----- ROWS -----

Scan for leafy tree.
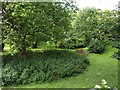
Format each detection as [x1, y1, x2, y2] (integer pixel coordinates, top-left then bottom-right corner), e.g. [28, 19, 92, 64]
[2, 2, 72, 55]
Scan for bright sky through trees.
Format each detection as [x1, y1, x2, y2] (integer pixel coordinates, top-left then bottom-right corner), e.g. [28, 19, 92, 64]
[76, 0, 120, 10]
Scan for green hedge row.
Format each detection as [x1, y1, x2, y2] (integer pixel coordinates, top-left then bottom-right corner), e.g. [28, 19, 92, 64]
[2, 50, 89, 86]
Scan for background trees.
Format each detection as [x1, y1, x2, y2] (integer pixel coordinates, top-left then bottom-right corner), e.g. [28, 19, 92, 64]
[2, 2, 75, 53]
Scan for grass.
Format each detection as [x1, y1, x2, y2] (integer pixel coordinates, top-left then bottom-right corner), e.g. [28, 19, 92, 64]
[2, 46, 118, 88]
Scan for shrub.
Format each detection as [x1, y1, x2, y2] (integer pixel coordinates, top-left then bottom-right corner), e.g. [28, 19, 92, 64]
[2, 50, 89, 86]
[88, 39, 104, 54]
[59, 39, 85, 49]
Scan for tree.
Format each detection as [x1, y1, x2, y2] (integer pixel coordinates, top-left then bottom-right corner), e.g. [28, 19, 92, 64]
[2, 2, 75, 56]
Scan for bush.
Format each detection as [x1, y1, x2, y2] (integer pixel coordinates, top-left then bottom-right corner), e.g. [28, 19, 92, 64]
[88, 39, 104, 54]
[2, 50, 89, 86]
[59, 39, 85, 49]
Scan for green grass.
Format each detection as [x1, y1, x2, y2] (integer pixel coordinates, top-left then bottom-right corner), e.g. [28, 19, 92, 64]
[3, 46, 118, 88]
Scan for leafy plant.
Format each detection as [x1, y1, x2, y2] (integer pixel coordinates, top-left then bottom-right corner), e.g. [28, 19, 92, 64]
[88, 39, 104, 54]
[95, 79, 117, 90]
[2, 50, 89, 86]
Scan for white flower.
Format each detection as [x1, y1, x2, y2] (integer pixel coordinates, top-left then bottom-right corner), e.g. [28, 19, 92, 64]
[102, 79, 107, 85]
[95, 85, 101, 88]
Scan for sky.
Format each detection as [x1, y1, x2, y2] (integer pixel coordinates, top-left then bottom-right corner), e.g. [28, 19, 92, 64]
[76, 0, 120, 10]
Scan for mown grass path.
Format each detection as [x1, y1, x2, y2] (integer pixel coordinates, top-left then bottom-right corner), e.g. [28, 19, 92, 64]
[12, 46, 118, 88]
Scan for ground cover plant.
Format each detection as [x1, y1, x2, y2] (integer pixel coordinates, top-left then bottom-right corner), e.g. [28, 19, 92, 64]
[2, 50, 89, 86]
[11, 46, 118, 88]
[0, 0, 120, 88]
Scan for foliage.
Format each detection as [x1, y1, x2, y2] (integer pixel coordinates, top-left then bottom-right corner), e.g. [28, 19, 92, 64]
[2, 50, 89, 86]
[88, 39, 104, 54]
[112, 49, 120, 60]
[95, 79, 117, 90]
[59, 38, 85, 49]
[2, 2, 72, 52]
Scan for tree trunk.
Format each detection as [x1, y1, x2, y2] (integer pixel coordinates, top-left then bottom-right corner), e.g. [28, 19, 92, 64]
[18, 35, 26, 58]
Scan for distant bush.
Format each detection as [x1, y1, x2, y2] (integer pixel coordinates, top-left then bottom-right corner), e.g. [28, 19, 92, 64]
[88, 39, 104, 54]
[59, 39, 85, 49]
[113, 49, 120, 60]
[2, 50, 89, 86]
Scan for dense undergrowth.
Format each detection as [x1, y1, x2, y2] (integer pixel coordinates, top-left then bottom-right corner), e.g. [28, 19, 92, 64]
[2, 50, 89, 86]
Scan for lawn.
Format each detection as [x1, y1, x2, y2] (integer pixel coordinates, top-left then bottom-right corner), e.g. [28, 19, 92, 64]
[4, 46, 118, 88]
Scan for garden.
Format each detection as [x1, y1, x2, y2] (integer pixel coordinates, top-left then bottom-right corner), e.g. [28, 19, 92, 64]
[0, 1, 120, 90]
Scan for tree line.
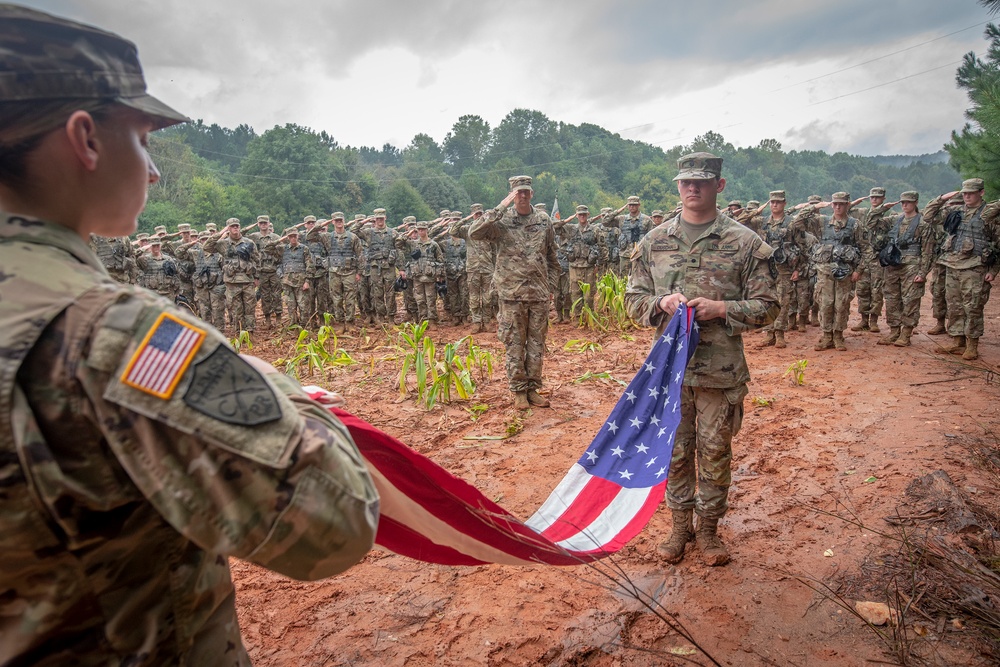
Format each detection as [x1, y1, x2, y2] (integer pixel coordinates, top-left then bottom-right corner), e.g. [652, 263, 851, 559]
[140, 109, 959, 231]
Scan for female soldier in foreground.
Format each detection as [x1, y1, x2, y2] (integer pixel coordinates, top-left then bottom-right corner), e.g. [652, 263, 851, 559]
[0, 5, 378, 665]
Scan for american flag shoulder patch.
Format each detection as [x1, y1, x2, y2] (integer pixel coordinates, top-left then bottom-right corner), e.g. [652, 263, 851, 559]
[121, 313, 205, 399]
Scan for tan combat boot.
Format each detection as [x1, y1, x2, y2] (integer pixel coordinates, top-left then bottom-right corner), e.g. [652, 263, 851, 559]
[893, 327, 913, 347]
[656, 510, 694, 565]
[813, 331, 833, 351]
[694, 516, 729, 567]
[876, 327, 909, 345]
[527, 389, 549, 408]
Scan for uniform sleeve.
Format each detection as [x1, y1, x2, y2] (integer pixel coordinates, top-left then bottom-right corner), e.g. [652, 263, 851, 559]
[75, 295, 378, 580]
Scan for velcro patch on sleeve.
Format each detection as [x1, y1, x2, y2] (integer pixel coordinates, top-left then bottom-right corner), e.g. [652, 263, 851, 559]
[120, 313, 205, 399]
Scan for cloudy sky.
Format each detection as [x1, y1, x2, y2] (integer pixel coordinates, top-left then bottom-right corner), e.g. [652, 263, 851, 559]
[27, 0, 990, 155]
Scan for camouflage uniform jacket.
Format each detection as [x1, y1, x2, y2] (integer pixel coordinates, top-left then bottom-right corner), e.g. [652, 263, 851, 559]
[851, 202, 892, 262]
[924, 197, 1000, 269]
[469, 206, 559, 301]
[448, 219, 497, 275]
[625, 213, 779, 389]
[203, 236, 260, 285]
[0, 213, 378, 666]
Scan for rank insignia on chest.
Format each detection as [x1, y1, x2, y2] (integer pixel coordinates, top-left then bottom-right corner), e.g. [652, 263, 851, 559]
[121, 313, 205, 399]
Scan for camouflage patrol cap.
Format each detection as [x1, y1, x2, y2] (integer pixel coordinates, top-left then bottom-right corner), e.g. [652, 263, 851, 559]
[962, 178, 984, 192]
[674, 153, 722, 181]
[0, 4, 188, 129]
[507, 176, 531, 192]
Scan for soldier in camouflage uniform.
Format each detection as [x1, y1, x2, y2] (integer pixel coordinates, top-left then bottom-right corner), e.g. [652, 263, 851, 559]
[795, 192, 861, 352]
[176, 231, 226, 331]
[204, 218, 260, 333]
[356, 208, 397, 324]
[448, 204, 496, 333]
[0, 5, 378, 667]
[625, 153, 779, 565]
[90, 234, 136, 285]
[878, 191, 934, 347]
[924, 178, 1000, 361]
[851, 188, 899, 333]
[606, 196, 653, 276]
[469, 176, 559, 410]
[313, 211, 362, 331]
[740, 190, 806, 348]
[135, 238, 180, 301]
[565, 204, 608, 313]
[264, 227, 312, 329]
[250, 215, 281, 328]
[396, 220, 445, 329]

-----

▶ [WHAT IS REQUIRED]: Please rewrite all of the data above, substituting "Find" for every "Scan for" and leaving everything else unchanged. Omit the pictures.

▶ [RESULT FOR THIS EXERCISE]:
Find leafy tree.
Format each detection as [x1, y1, x2, y2] (integer pixel coordinates, top-left then bottom-right corner), e.g. [28, 19, 92, 64]
[2, 2, 72, 55]
Find bright sky through trees.
Format each detection as [x1, y1, x2, y2] (integer pixel coordinates, top-left then bottom-right corner), e.g. [28, 19, 92, 64]
[76, 0, 120, 10]
Find green hedge row.
Format each detection as [x1, y1, x2, y2] (integer pixel coordinates, top-left then bottom-right corner), e.g. [28, 19, 92, 64]
[2, 50, 89, 86]
Find background trees.
Format each detection as [x1, y1, x2, y2] (integer pixel coordinates, top-left then bottom-right corner), e.g. [28, 19, 92, 64]
[2, 2, 75, 53]
Find grass.
Format each detection as [x1, y1, x2, y2] (integer pixel coordinates, top-left then bottom-right corner), e.g. [28, 19, 92, 64]
[2, 46, 118, 88]
Find shrub.
Format each detection as [x1, y1, x2, y2] (integer pixel coordinates, top-left then bottom-right corner), e.g. [28, 19, 92, 64]
[2, 50, 89, 86]
[88, 39, 104, 54]
[59, 39, 85, 49]
Find tree.
Format each detection as [x1, y1, x2, y2] (integer pixel coordinates, top-left then bottom-right corner), e.g. [28, 19, 92, 64]
[2, 2, 75, 56]
Find bush.
Format each detection as [x1, y1, x2, y2] (integer pixel coordinates, top-left then bottom-right corner), e.g. [28, 19, 92, 64]
[88, 39, 104, 54]
[2, 50, 89, 86]
[59, 39, 85, 49]
Find green grass.
Format each detection as [x1, y1, x2, y2] (integer pixel coordinates, top-left then bottom-right corner), e.g. [28, 19, 92, 64]
[3, 46, 118, 88]
Find leafy plant.
Format each detection as [x1, y1, x2, y2] (integer pixel coordinates, top-left then bottom-right corner), e.g. [28, 19, 92, 64]
[88, 39, 104, 54]
[95, 79, 117, 90]
[2, 50, 89, 86]
Find white flower.
Format each detection as [x1, y1, x2, y2] (integer pixel coordinates, top-left then bottom-right corner), e.g. [28, 19, 92, 64]
[102, 79, 107, 85]
[95, 85, 101, 88]
Find sky.
Format each detection as [x1, y1, x2, y2] (integer pixel coordinates, top-left then bottom-right corner), e.g. [28, 19, 92, 64]
[76, 0, 120, 10]
Find mown grass path.
Format each detection as [x1, y1, x2, y2] (integer pixel coordinates, top-left then bottom-right corner), e.g. [28, 19, 92, 64]
[12, 46, 118, 88]
Find ground cover plant.
Format each detection as [x1, y1, x2, y2] (integer pixel coordinates, top-left then bottom-right corner), e.g. [28, 19, 92, 64]
[2, 50, 89, 86]
[11, 46, 118, 88]
[0, 0, 120, 88]
Find foliage.
Format each detection as [x1, y1, x2, y2] (integer pixel coordinates, top-left then bottom-right corner), e.g. [28, 19, 92, 64]
[2, 50, 89, 86]
[88, 39, 104, 54]
[112, 49, 120, 60]
[95, 79, 117, 90]
[59, 38, 85, 49]
[2, 2, 72, 52]
Find tree trunk.
Format each detection as [x1, y1, x2, y2] (integer pixel coordinates, top-left then bottom-right corner), e.g. [28, 19, 92, 64]
[18, 35, 26, 58]
Find distant bush.
Format each detection as [x1, y1, x2, y2] (integer pixel coordinates, top-left then bottom-right corner), e.g. [28, 19, 92, 64]
[88, 39, 104, 54]
[59, 39, 85, 49]
[113, 49, 120, 60]
[2, 50, 89, 86]
Find dense undergrowth.
Format each detection as [x1, y1, x2, y2] (integer pixel coordinates, top-left then bottom-right corner), e.g. [28, 19, 92, 64]
[2, 50, 89, 86]
Find lawn.
Format each detection as [x1, y1, x2, y2] (integer pixel coordinates, top-left then bottom-right corner), e.g. [28, 19, 92, 64]
[4, 46, 118, 88]
Find garden.
Format each detection as [x1, y1, x2, y2] (integer pixel coordinates, top-left then bottom-right corner), e.g. [28, 19, 92, 64]
[0, 1, 120, 90]
Find tree line.
Format each detection as [x1, y1, x2, y2] (integer pixel coordinates, top-left then bottom-right corner), e.g. [652, 263, 851, 559]
[140, 109, 959, 231]
Find female soldier in foreground.
Format each detection as [x1, y1, x2, y2] (integer pixel coordinates, top-left then bottom-right corner), e.g. [652, 263, 851, 559]
[0, 5, 378, 665]
Find american flag shoulder patch.
Format each detection as [x1, y1, x2, y2] (integer pixel coordinates, top-left then bottom-right corner), e.g. [652, 263, 851, 559]
[121, 313, 205, 399]
Find tan combat boot.
Format each detection as [x1, y1, x2, y2] (integer pixel coordinates, top-left then bottom-right corner), e.g. [652, 263, 851, 559]
[893, 327, 913, 347]
[656, 510, 694, 565]
[813, 331, 833, 351]
[694, 516, 729, 567]
[876, 327, 909, 345]
[527, 389, 549, 408]
Find uniform sleeve.
Format each detection as [x1, y1, x2, y2] (integer pixel coordinates, top-left then bottom-right corner), e.g. [652, 263, 851, 559]
[75, 295, 378, 580]
Find velcro patch on sleeve.
Format each detection as [x1, y1, x2, y2] (integer pixel coordinates, top-left then bottom-right corner), e.g. [652, 263, 851, 559]
[120, 313, 205, 399]
Find cloudy sky.
Format each detection as [x1, y1, x2, y2] (integer pixel coordinates, top-left then bottom-right corner), e.g. [652, 263, 851, 559]
[27, 0, 990, 155]
Find camouflage uniform jacket.
Format each detection as [x1, y1, x2, y2] (integer pixel coordinates, top-left then bottom-right corner), e.g. [652, 263, 851, 559]
[851, 202, 892, 262]
[924, 197, 1000, 269]
[469, 206, 559, 301]
[448, 219, 497, 275]
[625, 213, 779, 389]
[203, 236, 260, 285]
[0, 213, 378, 666]
Find rank insignia on chest.
Format each detection as [x1, y1, x2, y2] (integer pixel coordinates, top-left then bottom-right corner), e.g. [652, 263, 851, 559]
[121, 313, 205, 399]
Find camouflage patrol cap.
Format each detection as [x1, y1, x2, y2] (integer pixel coordinates, top-left then bottom-right corner), e.g. [652, 263, 851, 559]
[962, 178, 984, 192]
[674, 153, 722, 181]
[0, 4, 188, 129]
[507, 176, 531, 192]
Find soldier in camouflage uniform.
Format each detection as [x1, y1, x2, y2] (integer pixel coordinates, top-left then bottom-right corner), e.g. [652, 263, 851, 559]
[795, 192, 861, 352]
[176, 231, 226, 331]
[204, 218, 260, 333]
[356, 208, 397, 324]
[448, 204, 496, 333]
[0, 5, 378, 667]
[625, 153, 779, 565]
[90, 234, 136, 285]
[878, 191, 934, 347]
[924, 178, 1000, 361]
[851, 188, 899, 333]
[606, 196, 653, 276]
[469, 176, 559, 410]
[313, 211, 362, 331]
[740, 190, 806, 348]
[135, 238, 180, 301]
[565, 204, 608, 313]
[264, 227, 312, 329]
[250, 215, 281, 328]
[396, 220, 445, 329]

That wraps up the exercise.